::: SOURCE DOCUMENT

Recently, OpenAI introduced its latest "Strawberry" model, known as "o1." This new series of artificial intelligence models is designed to engage in deeper thinking before answering questions.
Compared to previous models focused on science, coding, and mathematics, the o1 model excels in complex reasoning tasks and tackling more challenging problems. Through enhanced training, the o1 series not only refines its thought processes but also explores various strategies and possesses self-correcting capabilities.
OpenAI's evaluations indicate that the o1 model performs at a PhD level in benchmark tests across physics, chemistry, and biology. In mathematics and coding, o1 stands out as well: during the International Mathematical Olympiad (IMO) qualifying exam, the previous GPT-4o model answered only 13% of questions correctly, whereas the o1 model achieved an impressive accuracy rate of 83%. Additionally, o1 ranked in the 89th percentile in Codeforces competitions, showcasing its exceptional coding talent.
While o1 does not yet have some practical features of ChatGPT, such as web browsing and file uploads, OpenAI highlights that o1 is particularly adept at solving intricate scientific and mathematical problems. Medical researchers can leverage o1 to analyze cell sequencing data, physicists can generate complex mathematical equations for quantum optics, and developers can utilize o1 to create multi-step workflows.

::::::

Extend the piece on OpenAI's o1 model, beginning after its last sentence. None of the records is needed here.

::: ENTRIES SUPPLIED

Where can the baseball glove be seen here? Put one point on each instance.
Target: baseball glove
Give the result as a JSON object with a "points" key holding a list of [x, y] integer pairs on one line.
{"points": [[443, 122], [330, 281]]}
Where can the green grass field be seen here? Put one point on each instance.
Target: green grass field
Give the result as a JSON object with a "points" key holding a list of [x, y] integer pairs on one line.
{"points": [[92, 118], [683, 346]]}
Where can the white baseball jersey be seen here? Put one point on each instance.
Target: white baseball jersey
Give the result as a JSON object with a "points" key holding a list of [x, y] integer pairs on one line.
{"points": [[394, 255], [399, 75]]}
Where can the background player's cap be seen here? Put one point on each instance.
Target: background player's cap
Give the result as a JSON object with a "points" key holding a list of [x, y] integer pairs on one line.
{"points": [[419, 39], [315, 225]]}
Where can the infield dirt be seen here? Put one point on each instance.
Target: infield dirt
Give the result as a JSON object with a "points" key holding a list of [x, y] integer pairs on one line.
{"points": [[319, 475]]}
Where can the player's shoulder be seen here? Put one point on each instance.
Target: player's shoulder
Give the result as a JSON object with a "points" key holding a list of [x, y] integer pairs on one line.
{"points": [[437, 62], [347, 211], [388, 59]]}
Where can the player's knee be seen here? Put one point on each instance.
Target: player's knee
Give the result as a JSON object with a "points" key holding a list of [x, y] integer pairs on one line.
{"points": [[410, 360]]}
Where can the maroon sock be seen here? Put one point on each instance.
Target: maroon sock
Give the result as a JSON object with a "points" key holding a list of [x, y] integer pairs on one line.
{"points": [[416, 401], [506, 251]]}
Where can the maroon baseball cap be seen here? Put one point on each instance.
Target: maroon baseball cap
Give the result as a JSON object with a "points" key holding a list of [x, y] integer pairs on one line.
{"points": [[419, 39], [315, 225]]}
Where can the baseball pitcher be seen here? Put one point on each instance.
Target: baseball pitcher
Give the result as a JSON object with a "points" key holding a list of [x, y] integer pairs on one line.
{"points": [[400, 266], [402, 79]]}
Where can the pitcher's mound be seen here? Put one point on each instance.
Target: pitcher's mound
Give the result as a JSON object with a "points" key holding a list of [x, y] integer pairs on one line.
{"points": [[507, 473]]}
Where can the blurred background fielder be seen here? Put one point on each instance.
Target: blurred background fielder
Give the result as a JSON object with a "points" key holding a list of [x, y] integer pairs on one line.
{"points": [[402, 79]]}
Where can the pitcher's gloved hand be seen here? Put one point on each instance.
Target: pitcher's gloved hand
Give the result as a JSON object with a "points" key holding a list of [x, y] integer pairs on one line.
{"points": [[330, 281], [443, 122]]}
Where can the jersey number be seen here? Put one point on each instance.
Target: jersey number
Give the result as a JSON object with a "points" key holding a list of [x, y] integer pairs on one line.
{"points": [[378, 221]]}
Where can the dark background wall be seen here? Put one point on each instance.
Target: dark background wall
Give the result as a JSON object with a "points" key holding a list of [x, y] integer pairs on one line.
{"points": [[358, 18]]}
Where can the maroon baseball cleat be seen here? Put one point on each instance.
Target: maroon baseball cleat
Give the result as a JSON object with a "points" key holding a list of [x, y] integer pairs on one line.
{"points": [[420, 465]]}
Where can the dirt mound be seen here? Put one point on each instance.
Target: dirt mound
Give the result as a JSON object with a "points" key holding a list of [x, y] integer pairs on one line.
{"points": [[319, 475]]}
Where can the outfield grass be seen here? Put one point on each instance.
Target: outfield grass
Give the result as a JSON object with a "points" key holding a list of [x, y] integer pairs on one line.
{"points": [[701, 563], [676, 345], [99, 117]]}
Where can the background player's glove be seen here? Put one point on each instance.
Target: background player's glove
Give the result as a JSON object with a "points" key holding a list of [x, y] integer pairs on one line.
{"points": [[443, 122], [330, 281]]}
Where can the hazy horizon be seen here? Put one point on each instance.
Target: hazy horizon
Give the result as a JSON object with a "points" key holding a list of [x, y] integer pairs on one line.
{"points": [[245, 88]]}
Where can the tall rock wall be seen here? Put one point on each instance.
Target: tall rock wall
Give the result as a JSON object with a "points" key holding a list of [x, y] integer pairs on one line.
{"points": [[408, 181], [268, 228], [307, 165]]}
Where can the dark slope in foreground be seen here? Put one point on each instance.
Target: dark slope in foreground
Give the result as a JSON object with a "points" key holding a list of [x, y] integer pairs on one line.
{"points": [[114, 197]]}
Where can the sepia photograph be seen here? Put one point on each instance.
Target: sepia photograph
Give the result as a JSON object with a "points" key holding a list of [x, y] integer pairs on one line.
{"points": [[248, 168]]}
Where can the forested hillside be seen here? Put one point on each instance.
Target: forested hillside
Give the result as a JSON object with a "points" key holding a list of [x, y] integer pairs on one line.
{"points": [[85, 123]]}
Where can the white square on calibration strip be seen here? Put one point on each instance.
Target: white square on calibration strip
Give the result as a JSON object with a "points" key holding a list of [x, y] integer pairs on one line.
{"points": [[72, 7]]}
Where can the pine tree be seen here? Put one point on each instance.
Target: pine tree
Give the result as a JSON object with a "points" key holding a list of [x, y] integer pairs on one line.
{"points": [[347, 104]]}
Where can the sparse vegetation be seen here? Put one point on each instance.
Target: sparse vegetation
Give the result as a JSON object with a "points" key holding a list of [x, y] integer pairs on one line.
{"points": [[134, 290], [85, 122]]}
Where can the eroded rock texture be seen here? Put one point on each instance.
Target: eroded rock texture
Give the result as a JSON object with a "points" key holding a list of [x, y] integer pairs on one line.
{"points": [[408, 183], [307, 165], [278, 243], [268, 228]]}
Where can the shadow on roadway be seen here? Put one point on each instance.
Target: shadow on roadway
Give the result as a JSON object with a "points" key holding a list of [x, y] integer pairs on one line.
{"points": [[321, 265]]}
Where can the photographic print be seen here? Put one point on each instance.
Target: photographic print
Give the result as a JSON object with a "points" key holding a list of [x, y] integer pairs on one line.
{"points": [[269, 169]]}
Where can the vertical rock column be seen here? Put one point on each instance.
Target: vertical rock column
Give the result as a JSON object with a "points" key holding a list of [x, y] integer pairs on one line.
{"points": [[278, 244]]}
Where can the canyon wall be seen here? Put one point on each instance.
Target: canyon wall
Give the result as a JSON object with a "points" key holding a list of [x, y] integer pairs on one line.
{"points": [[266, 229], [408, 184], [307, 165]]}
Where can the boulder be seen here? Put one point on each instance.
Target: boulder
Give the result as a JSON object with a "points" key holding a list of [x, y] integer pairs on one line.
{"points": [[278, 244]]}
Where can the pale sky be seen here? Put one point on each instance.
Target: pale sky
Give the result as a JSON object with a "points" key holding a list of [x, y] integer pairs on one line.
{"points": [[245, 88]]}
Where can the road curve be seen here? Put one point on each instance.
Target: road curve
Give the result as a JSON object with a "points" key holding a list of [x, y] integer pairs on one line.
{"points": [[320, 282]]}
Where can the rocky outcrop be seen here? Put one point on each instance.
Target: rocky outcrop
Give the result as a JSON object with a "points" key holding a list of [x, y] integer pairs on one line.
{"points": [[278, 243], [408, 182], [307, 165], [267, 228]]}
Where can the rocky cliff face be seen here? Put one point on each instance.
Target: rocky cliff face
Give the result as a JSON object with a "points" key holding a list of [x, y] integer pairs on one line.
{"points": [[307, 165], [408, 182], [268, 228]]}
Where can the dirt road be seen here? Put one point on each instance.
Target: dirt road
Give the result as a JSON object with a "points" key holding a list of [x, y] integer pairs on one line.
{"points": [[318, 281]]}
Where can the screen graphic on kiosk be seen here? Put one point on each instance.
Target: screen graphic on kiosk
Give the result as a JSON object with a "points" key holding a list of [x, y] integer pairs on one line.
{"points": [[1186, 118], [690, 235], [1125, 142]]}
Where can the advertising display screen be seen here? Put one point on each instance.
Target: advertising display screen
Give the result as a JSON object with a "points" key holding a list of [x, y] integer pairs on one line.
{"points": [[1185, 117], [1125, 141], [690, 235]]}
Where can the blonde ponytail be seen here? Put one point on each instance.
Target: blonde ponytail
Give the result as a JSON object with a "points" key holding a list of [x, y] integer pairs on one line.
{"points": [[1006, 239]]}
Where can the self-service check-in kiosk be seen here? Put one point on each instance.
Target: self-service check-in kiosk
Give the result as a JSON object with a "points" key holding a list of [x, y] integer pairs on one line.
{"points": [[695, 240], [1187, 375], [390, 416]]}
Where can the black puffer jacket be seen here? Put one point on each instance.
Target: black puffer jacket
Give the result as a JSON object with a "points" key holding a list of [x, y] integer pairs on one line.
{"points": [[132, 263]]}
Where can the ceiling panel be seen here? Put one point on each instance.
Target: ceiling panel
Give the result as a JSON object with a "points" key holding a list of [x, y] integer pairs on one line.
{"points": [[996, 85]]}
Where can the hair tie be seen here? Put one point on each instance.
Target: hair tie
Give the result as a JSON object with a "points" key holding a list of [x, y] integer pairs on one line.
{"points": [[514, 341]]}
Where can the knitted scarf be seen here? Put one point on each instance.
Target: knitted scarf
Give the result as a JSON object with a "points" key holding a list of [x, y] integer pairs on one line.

::::::

_ANSWER_
OpenAI also launched o1-mini, a faster and more cost-effective reasoning model, ideal for coding applications. o1-mini is priced 80% lower than o1, making it a budget-friendly option for scenarios that require reasoning without extensive world knowledge.
In terms of safety, OpenAI has introduced a new training approach that harnesses the reasoning capabilities of the o1 model to enhance compliance with safety and alignment standards. In jailbreak tests, o1-preview scored 84, compared to GPT-4o's 22, demonstrating significant improvements in maintaining safety.
Currently, the preview versions of o1 and o1-mini are available in ChatGPT (Plus and Team) and through the API, with plans to make o1-mini accessible to all ChatGPT free users in the future.